-- START OF Source material --
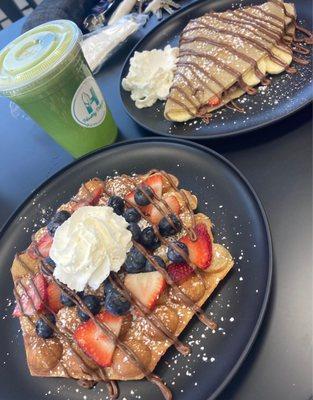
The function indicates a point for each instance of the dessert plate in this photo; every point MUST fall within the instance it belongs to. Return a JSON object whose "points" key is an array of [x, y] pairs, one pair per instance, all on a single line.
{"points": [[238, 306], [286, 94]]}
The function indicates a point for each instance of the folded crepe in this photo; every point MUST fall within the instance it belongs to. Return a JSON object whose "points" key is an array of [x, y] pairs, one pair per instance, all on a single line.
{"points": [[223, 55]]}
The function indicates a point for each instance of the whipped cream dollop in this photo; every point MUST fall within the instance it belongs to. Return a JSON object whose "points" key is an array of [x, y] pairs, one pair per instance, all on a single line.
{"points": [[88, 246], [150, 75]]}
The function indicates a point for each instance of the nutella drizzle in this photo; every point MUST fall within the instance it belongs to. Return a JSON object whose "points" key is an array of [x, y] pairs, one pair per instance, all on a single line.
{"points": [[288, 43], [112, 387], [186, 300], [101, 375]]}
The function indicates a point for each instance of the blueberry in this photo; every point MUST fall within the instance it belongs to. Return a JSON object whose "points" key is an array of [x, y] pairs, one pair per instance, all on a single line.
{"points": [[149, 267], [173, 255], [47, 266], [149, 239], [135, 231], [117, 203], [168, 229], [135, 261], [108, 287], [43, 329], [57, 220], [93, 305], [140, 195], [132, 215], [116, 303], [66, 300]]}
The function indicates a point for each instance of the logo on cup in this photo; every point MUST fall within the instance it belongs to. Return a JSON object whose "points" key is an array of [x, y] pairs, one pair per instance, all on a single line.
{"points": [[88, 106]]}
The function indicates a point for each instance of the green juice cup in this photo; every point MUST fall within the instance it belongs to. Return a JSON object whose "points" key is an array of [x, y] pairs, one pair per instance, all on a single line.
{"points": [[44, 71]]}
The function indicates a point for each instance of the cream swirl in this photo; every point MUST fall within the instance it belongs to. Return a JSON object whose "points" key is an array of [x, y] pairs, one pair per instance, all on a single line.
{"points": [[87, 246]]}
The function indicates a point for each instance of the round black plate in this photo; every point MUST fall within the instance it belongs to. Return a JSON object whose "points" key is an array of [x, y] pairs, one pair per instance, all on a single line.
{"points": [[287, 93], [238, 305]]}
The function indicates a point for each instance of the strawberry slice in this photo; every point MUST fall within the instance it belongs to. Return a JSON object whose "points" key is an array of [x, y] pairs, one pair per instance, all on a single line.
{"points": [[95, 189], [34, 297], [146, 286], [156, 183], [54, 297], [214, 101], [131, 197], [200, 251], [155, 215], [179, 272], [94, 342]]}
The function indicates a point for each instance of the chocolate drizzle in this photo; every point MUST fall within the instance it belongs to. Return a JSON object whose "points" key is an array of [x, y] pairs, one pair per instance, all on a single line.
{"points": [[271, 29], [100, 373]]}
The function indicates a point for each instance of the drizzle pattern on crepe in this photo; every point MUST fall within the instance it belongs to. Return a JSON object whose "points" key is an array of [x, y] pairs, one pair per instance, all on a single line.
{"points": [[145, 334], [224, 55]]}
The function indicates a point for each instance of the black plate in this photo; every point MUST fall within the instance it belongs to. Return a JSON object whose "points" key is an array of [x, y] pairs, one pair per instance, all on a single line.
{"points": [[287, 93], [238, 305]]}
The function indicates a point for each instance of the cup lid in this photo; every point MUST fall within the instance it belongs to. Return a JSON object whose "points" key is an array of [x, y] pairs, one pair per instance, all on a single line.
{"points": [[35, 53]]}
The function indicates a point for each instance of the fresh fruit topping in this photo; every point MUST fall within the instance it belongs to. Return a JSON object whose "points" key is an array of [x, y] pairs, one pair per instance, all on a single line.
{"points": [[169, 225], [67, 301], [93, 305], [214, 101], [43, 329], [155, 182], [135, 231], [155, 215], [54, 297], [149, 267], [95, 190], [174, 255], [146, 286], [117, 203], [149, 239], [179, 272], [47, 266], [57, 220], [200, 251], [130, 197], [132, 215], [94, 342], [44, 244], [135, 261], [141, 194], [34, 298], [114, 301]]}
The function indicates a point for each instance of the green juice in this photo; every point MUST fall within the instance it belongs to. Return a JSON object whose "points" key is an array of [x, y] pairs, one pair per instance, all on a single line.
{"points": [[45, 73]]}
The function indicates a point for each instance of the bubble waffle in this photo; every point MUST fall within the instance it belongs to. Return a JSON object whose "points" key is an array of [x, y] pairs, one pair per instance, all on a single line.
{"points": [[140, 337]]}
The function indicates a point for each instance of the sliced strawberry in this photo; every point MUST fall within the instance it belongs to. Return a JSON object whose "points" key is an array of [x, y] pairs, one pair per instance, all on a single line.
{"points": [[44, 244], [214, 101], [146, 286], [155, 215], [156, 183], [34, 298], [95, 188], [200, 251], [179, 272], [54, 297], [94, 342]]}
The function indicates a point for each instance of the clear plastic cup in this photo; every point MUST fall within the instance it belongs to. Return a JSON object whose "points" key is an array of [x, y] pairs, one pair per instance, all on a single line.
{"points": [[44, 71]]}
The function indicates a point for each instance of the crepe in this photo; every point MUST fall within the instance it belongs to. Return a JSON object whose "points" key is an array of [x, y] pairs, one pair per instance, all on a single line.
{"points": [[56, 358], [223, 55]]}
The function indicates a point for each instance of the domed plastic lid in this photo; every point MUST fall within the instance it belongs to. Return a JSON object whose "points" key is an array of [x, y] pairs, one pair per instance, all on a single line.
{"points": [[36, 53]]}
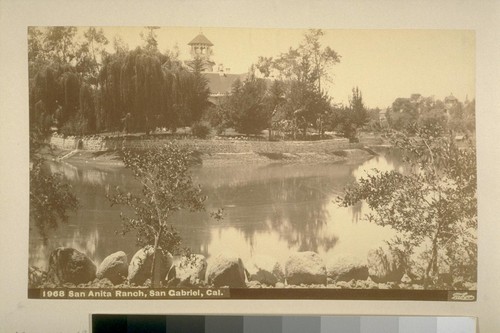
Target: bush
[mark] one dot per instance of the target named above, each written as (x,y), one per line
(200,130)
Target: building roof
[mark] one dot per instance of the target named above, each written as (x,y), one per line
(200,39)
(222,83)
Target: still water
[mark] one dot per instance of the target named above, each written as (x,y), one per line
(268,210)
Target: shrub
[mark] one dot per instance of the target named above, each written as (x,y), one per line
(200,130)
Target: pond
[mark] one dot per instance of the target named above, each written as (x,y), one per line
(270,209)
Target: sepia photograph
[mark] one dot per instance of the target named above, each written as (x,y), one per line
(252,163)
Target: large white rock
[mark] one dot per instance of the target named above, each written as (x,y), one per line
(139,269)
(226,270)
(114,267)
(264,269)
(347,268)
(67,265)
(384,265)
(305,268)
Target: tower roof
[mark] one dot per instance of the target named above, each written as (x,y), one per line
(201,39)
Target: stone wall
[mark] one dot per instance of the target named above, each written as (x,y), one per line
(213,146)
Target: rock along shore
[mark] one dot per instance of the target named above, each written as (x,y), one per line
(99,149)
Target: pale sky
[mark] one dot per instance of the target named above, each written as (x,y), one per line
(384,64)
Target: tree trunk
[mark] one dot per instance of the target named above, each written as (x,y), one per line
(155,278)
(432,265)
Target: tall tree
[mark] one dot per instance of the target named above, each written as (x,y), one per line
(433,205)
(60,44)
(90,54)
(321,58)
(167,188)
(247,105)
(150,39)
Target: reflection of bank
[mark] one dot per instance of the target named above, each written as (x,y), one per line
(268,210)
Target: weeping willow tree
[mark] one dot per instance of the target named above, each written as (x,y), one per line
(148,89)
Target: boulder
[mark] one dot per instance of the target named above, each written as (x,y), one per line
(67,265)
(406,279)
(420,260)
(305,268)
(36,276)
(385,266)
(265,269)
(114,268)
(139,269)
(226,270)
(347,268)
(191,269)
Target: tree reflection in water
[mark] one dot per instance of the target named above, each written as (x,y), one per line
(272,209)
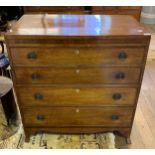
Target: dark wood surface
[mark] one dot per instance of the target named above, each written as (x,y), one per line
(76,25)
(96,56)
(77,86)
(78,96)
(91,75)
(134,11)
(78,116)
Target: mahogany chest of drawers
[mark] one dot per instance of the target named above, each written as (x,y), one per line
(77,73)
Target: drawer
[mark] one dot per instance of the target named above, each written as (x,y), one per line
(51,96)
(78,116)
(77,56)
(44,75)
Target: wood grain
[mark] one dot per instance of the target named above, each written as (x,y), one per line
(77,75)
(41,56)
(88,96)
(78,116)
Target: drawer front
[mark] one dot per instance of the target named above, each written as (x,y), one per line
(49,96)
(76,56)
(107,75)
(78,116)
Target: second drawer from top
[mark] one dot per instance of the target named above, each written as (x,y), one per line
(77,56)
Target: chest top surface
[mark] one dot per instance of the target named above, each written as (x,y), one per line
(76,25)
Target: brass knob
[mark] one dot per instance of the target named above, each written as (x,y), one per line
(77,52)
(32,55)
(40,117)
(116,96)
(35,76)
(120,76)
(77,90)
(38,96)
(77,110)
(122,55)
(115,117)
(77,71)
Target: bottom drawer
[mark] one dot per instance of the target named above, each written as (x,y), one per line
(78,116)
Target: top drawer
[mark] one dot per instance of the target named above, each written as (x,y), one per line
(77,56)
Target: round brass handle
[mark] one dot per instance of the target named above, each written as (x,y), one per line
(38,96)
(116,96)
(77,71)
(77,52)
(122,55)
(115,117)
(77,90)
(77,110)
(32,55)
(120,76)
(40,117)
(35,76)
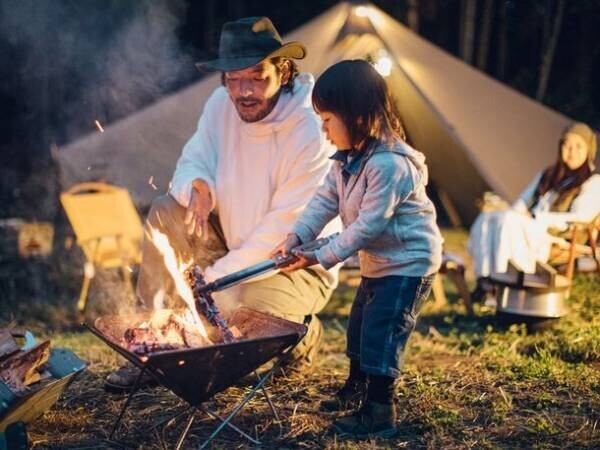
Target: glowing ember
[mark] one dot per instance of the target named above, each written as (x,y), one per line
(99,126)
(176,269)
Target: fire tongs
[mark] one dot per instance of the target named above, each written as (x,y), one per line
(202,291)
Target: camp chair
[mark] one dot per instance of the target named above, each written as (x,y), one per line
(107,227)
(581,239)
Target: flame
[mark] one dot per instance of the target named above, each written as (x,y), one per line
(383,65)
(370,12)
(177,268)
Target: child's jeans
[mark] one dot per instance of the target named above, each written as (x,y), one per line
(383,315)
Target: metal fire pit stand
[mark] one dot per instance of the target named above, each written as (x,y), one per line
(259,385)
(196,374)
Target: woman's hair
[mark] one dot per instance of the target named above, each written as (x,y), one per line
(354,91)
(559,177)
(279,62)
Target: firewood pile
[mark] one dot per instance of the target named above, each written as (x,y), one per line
-- END OF Source material --
Pass over all pictures while writing out the lines from the line with "Target: brass knob" through the last line exactly.

Target: brass knob
[mark] one dot per instance of the target named above, each written as (x,y), one per line
(77,52)
(32,55)
(40,117)
(116,96)
(35,76)
(120,76)
(77,90)
(38,96)
(77,110)
(122,55)
(115,117)
(77,71)
Target: bottom drawer
[mark] one dot per instance of the target named above, each written as (x,y), one per line
(78,116)
Target: top drawer
[mark] one dot per instance of the target named above, each written as (x,y), one per line
(77,56)
Target: round brass handle
[mark] one dot per instance of the target named above, each written as (x,y), one per line
(38,96)
(116,96)
(77,71)
(77,52)
(122,55)
(115,117)
(77,90)
(77,110)
(32,55)
(120,76)
(40,117)
(35,76)
Target: glowing ember
[mark] one dot per instance of the target named above, each written as (x,y), one per line
(99,126)
(176,269)
Target: fire tongs
[mark] one dot per instance of the target named above, each written as (x,y), one per line
(202,291)
Target: camp chair
[mark] one dot per instance of the target named above, each written as (x,y), one per line
(107,227)
(581,239)
Target: flame
[mark] one dot per instance of the target named above, each written as (x,y), one per line
(383,65)
(370,12)
(177,268)
Target: child's jeans
[mark] one dot per instance of the target named above, each written as (x,y), one per line
(383,315)
Target: metal fire pit stand
[mark] one dot per instance of the target named above, each written as (x,y), one per line
(259,385)
(196,374)
Target: woman's hair
[mark] one dot per instance of the target named above, each written as (x,y), one per line
(354,91)
(559,177)
(279,62)
Target: firewood pile
[mark] one dot per instance of the target named above, each written as (x,y), one per line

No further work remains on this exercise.